Juanita Nittla tiene 42 años y lleva trabajando 16 para el Servicio Nacional de Salud (NHS por sus siglas en inglés) británica como enfermera especializada en cuidados intensivos.
“Desconectar el respirador es algo muy traumático y doloroso a nivel emocional. A veces siento que soy en cierta forma responsable de la muerte de esa persona”, dice Juanita Nittla, jefa de enfermeras de la Unidad de Cuidados Intensivos (UCI) del Hospital Universitario Royal Free de Londres, Reino Unido.
Para muchos pacientes contagiados de COVID-19 tener acceso a un respirador artificial puede suponer la diferencia entre vivir o morir porque estos aparatos ayudan a llevar el oxígeno a los pulmones y a expulsar el dióxido de carbono cuando el paciente no lo puede hacer por sí mismo.
Pero en época de pandemia los aparatos no han dado abasto y el personal de salud se enfrenta a la difícil decisión de quién debe recibir o no un respirador y a quién deben interrumpir el tratamiento.

▸ **CONSIGNA**
Cita completo y sin ninguna modificación el texto sobre los respiradores durante la pandemia. Trabaja únicamente con la información del texto.

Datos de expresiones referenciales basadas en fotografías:
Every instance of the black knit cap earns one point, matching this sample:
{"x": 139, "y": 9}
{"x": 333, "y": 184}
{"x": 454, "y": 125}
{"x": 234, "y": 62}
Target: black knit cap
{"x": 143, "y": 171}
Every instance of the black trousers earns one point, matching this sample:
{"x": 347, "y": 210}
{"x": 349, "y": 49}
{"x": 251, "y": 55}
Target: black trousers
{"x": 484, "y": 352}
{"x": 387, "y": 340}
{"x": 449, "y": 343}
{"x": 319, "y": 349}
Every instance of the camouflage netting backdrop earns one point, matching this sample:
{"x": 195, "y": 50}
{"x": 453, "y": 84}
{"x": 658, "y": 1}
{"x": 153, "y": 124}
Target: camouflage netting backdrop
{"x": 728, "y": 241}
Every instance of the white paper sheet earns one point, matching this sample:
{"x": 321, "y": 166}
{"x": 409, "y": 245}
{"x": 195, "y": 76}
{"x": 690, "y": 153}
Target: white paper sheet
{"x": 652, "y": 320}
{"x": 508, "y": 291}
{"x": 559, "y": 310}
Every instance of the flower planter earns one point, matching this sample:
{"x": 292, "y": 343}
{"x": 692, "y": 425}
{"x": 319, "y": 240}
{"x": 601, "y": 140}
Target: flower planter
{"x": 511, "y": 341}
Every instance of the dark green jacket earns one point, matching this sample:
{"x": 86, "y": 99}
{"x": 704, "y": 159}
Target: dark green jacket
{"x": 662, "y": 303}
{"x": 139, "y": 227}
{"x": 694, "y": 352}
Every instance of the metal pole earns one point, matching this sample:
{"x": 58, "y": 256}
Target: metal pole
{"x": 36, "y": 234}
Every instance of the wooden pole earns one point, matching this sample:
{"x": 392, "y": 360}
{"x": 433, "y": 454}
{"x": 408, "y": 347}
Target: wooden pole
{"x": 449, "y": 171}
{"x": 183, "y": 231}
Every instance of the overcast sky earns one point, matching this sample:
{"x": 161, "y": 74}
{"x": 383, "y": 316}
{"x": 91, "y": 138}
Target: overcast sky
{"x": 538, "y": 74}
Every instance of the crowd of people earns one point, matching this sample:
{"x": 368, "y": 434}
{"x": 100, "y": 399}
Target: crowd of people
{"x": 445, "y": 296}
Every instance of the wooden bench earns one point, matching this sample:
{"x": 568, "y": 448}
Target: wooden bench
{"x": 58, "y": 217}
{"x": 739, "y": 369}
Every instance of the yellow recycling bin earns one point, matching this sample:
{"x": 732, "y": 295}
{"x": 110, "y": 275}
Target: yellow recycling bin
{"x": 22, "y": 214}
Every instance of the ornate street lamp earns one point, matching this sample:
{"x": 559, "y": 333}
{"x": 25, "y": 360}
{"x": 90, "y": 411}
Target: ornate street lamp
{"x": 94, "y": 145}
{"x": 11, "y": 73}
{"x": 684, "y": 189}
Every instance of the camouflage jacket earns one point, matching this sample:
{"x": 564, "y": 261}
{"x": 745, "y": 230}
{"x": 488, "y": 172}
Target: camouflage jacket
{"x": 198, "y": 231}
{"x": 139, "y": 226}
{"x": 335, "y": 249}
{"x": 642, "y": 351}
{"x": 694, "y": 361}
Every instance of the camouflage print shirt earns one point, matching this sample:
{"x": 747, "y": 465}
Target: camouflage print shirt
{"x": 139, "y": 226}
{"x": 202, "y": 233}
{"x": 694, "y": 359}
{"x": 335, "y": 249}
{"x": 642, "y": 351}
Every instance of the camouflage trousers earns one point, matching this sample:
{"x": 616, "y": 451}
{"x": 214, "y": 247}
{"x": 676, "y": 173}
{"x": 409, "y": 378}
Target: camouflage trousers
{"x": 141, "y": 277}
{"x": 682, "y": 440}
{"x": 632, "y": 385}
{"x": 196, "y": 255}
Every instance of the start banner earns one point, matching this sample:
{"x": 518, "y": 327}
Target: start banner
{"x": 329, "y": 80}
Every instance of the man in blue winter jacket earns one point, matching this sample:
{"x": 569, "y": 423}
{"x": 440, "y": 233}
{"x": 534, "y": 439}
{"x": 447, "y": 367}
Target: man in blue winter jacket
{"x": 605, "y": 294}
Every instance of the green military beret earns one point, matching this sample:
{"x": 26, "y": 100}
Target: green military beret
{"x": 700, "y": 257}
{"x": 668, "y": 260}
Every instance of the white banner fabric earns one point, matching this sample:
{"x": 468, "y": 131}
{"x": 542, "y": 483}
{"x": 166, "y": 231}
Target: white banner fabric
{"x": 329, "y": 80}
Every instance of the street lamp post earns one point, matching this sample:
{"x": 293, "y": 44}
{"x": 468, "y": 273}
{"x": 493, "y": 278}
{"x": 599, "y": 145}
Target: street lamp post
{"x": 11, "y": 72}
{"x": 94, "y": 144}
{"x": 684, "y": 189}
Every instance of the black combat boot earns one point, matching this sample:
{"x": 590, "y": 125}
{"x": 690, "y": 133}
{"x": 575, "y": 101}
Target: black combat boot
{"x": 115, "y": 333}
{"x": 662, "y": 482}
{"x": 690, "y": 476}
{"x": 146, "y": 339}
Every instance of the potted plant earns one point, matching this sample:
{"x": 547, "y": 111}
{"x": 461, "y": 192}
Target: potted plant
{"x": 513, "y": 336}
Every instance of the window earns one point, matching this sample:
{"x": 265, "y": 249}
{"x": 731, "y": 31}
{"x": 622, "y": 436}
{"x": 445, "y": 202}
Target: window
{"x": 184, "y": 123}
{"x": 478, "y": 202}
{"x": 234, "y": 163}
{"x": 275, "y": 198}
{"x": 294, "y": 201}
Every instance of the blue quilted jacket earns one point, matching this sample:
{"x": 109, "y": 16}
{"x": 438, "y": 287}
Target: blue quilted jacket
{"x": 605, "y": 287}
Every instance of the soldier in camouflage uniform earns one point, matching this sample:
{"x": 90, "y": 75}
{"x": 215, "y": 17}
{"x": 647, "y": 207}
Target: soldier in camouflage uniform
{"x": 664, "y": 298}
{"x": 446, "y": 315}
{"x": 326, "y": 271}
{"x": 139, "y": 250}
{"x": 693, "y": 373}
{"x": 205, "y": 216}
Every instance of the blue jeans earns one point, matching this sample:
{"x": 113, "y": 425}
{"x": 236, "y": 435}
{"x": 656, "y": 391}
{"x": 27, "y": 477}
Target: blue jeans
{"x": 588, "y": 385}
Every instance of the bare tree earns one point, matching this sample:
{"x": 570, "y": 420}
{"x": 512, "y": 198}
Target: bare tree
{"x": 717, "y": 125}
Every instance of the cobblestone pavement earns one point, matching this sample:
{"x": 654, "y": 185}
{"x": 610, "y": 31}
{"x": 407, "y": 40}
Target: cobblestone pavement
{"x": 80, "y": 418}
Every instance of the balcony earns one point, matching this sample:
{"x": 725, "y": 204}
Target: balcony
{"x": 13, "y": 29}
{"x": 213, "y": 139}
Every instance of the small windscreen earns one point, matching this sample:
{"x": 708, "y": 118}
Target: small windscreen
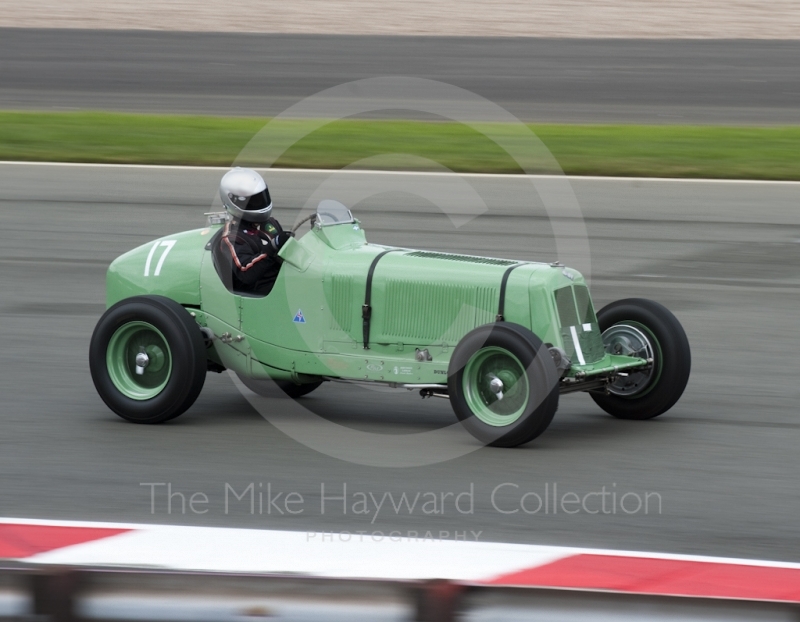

▸ **RESULTADO**
Juanita Nittla tiene 42 años y lleva trabajando 16 para el Servicio Nacional de Salud (NHS por sus siglas en inglés) británica como enfermera especializada en cuidados intensivos.
“Desconectar el respirador es algo muy traumático y doloroso a nivel emocional. A veces siento que soy en cierta forma responsable de la muerte de esa persona”, dice Juanita Nittla, jefa de enfermeras de la Unidad de Cuidados Intensivos (UCI) del Hospital Universitario Royal Free de Londres, Reino Unido.
Para muchos pacientes contagiados de COVID-19 tener acceso a un respirador artificial puede suponer la diferencia entre vivir o morir porque estos aparatos ayudan a llevar el oxígeno a los pulmones y a expulsar el dióxido de carbono cuando el paciente no lo puede hacer por sí mismo.
Pero en época de pandemia los aparatos no han dado abasto y el personal de salud se enfrenta a la difícil decisión de quién debe recibir o no un respirador y a quién deben interrumpir el tratamiento.